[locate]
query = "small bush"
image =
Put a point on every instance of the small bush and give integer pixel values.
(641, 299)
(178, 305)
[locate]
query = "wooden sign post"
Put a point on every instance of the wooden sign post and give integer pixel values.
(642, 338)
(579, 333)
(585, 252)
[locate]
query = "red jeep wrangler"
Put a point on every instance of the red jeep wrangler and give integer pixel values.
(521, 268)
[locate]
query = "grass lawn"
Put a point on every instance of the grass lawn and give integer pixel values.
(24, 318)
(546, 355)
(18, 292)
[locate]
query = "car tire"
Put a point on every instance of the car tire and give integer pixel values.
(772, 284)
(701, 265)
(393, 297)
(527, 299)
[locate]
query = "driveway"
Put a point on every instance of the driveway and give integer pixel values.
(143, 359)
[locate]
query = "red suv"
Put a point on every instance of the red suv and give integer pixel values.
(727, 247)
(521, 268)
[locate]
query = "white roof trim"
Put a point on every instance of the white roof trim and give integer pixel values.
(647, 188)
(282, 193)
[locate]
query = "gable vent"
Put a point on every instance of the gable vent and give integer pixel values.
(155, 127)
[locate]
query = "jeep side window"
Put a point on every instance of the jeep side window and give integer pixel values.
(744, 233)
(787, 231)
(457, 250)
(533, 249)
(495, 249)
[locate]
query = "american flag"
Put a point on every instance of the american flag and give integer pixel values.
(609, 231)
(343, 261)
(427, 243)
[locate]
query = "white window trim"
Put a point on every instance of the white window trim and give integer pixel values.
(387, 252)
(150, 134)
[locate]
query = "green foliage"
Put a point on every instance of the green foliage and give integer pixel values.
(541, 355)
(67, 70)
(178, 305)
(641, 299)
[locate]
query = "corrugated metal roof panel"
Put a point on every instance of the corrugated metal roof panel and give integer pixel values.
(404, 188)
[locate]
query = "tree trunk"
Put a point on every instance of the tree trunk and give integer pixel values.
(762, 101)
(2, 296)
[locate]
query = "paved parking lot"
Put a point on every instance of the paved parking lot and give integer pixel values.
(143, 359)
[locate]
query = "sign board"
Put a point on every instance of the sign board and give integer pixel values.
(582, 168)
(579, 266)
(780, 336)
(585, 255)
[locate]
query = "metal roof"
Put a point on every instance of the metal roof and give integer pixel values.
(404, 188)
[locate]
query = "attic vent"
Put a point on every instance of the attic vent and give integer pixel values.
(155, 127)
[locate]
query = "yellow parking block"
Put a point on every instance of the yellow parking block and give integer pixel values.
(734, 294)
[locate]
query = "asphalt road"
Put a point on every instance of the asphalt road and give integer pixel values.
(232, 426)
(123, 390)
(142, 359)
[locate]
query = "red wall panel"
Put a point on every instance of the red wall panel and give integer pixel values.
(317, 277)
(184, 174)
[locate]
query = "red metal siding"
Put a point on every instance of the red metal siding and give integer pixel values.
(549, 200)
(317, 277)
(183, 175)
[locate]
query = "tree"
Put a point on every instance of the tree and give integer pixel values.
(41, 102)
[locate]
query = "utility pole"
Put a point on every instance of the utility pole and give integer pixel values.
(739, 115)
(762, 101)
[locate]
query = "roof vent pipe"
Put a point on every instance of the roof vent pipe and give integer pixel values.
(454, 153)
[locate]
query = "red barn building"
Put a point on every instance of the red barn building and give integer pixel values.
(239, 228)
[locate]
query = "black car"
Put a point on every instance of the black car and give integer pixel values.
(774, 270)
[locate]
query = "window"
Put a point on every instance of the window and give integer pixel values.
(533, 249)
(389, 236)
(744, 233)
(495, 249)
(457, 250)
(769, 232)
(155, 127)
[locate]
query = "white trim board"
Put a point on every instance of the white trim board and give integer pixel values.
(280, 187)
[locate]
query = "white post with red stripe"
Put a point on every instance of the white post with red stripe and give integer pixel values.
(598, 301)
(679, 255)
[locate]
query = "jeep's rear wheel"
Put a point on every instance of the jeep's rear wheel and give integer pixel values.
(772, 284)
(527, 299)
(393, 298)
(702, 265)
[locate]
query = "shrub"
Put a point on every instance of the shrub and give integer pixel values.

» **Exercise details**:
From the entries, report each line that includes the word "shrub".

» **Response area**:
query = "shrub"
Put a point on every instance of the shrub and give integer pixel values.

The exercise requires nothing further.